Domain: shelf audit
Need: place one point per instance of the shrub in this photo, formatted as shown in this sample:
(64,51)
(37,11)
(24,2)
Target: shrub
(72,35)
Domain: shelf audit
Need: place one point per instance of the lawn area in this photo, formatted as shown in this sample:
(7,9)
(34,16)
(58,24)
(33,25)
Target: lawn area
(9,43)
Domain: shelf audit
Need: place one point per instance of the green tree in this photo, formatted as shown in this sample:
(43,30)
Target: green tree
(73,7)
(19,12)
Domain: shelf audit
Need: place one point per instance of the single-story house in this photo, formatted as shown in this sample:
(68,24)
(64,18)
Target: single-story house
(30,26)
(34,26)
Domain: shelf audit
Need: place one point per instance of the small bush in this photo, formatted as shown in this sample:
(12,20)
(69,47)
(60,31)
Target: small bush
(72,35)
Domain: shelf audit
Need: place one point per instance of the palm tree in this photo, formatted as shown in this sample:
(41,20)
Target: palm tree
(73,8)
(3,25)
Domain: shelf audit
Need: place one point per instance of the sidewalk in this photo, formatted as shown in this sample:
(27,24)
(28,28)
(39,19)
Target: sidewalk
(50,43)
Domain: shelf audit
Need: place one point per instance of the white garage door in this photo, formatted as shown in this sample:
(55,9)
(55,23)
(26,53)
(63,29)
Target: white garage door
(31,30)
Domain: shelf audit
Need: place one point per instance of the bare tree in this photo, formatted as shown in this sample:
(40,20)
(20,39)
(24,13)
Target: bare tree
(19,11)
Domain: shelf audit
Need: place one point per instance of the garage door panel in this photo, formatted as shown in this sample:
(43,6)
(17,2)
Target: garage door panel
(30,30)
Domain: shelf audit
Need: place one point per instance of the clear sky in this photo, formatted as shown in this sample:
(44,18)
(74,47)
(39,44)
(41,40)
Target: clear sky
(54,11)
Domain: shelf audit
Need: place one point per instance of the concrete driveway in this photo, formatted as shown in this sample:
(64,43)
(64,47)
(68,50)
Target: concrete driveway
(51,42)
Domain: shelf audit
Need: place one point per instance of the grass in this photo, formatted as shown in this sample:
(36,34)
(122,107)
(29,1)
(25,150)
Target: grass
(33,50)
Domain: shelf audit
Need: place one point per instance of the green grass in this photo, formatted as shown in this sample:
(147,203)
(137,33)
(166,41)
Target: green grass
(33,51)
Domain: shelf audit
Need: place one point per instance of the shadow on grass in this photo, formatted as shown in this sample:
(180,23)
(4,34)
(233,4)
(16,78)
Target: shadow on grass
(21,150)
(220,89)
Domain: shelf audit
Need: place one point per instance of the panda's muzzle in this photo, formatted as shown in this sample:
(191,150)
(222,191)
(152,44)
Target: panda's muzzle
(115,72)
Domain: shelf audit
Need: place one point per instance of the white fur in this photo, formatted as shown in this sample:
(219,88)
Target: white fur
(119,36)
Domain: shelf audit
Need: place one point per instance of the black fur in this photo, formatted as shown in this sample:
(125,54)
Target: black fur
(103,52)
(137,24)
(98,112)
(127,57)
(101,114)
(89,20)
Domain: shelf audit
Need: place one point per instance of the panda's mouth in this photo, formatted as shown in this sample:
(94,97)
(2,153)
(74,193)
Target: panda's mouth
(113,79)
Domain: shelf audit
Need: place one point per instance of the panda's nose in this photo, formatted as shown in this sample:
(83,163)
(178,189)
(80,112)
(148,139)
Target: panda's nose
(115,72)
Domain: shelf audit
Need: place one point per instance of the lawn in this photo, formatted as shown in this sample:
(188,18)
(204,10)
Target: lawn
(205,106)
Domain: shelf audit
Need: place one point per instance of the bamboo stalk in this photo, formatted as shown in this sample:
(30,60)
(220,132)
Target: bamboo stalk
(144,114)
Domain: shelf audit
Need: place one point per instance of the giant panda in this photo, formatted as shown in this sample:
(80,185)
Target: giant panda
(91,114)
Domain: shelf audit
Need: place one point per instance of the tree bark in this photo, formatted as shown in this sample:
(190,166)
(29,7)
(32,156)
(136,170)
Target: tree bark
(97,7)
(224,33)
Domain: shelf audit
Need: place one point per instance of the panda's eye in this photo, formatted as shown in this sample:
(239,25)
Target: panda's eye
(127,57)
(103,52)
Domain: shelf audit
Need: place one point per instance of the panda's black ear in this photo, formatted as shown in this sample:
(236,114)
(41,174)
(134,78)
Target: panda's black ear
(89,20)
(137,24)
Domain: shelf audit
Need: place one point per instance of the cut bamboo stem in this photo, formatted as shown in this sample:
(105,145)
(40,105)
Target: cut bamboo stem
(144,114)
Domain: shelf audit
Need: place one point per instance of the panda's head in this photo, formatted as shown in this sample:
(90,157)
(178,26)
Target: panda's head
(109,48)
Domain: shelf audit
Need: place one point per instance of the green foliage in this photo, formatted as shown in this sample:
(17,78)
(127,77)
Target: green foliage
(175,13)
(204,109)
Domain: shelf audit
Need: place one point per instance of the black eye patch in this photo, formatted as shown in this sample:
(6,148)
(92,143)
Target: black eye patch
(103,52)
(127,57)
■ ■ ■ ■
## How to complete this task
Every record should be repeated exactly; please leave none out.

## Solution for this exercise
Domain: shelf audit
Need: place one point per instance of the shrub in this photo, formatted as shown in this sample:
(64,51)
(37,11)
(24,2)
Target: shrub
(72,35)
Domain: shelf audit
Need: place one point per instance of the lawn area in this photo, formatted as shown in this sample:
(7,9)
(34,16)
(58,24)
(33,25)
Target: lawn area
(9,43)
Domain: shelf audit
Need: place one point per instance of the green tree in this photo, formatted as shown in this sample:
(43,30)
Target: green tree
(73,7)
(19,12)
Domain: shelf audit
Need: place one point per instance of the single-story house in this photo, formatted as shown in this sample:
(68,24)
(64,18)
Target: single-story house
(30,26)
(34,26)
Domain: shelf audit
Need: place one point per instance of the small bush in this photo, formatted as shown in this sample:
(12,20)
(69,47)
(60,31)
Target: small bush
(72,35)
Domain: shelf audit
Need: place one point per instance of the palm tree in this photo, formatted as shown in this sample:
(41,20)
Target: palm tree
(73,8)
(3,25)
Domain: shelf audit
Need: place one point per instance of the sidewalk in this photo, formatted as shown in this sample:
(27,24)
(28,28)
(39,19)
Target: sidewalk
(50,43)
Domain: shelf audit
Need: place one point per instance of the white garage door in this photo, formatted as shown in this sample:
(55,9)
(55,23)
(26,53)
(63,29)
Target: white garage door
(31,30)
Domain: shelf audit
Need: place one point per instance of the bare tree in this photo, formatted as shown in this sample:
(40,20)
(20,39)
(24,13)
Target: bare tree
(19,11)
Domain: shelf audit
Need: place one point per instance of the garage door panel in this photo, formatted as shown in this sample:
(43,6)
(17,2)
Target: garage door panel
(30,30)
Domain: shelf audit
Need: place one point per instance of the clear sky in this photo, formatted as shown in this sample:
(44,18)
(74,47)
(39,44)
(41,40)
Target: clear sky
(54,11)
Domain: shelf audit
Need: place one point per instance of the concrete driveway in this photo, formatted as shown in this sample:
(64,43)
(64,47)
(68,50)
Target: concrete driveway
(51,42)
Domain: shelf audit
Need: place one point per instance of the grass in this photo, formatted as shown in this sample:
(36,34)
(122,107)
(29,1)
(25,150)
Target: grass
(33,50)
Domain: shelf audit
Need: place one point per instance of the green grass in this photo, formatted as shown in this sample:
(147,203)
(137,33)
(166,41)
Target: green grass
(33,51)
Domain: shelf audit
Need: place one point per instance of the shadow on grass in this photo, formatted as shown in this sample:
(180,23)
(4,34)
(233,4)
(16,78)
Target: shadow on grass
(21,150)
(220,89)
Domain: shelf audit
Need: place one point per instance of the panda's muzzle in this photo, formatted as shown in this sample:
(191,150)
(222,191)
(152,44)
Target: panda's muzzle
(115,72)
Domain: shelf audit
Need: place one point per instance of the white fur in this photo, formatted as shown in this sample:
(219,88)
Target: white fur
(119,36)
Domain: shelf audit
Need: place one point per instance of the black fur in this photo, formatted as shown in this sample:
(125,54)
Target: black fur
(103,52)
(137,24)
(98,112)
(127,57)
(101,114)
(89,20)
Domain: shelf audit
Need: place one point per instance of the panda's mouth in this photo, formatted as shown in this sample:
(94,97)
(2,153)
(74,193)
Target: panda's mouth
(113,79)
Domain: shelf audit
Need: place one point per instance of the panda's nose in this photo, formatted as shown in this sample:
(83,163)
(178,189)
(80,112)
(148,139)
Target: panda's nose
(115,72)
Domain: shelf audit
Need: place one point per instance of the lawn in this photo, formatted as shown in this sample:
(188,18)
(204,10)
Target: lawn
(205,106)
Domain: shelf audit
Need: place one point per instance of the bamboo stalk in this photo, formatted as shown in this sample:
(30,60)
(220,132)
Target: bamboo stalk
(144,114)
Domain: shelf audit
Need: place one point per instance of the giant panda in this photo, formatted as shown in this sample:
(80,185)
Target: giant panda
(91,114)
Domain: shelf audit
Need: place one point per instance of the tree bark in this photo, formatted as shown in this sample:
(190,166)
(29,7)
(32,156)
(136,170)
Target: tree bark
(97,7)
(224,33)
Domain: shelf audit
Need: place one point per instance of the panda's eye in this photo, formatted as shown in this sample:
(239,25)
Target: panda's eye
(127,57)
(103,52)
Domain: shelf audit
Need: place one point per instance of the panda's black ear in this photo, formatted as shown in this sample:
(236,114)
(41,174)
(134,78)
Target: panda's black ear
(89,20)
(137,24)
Domain: shelf audit
Need: place one point per instance of the cut bamboo stem in this photo, formatted as shown in this sample:
(105,145)
(40,105)
Target: cut bamboo stem
(144,114)
Domain: shelf audit
Need: place one point per instance of the panda's head in this photo, formatted as shown in this sample:
(90,157)
(178,26)
Target: panda's head
(109,48)
Domain: shelf audit
Need: place one point per instance of the green foliage in this photo, formatted as shown in this sample:
(17,78)
(127,77)
Target: green foliage
(175,13)
(204,109)
Domain: shelf audit
Need: place one point per instance of the black eye patch in this photo, formatted as shown in this sample:
(6,148)
(92,143)
Target: black eye patch
(103,52)
(127,57)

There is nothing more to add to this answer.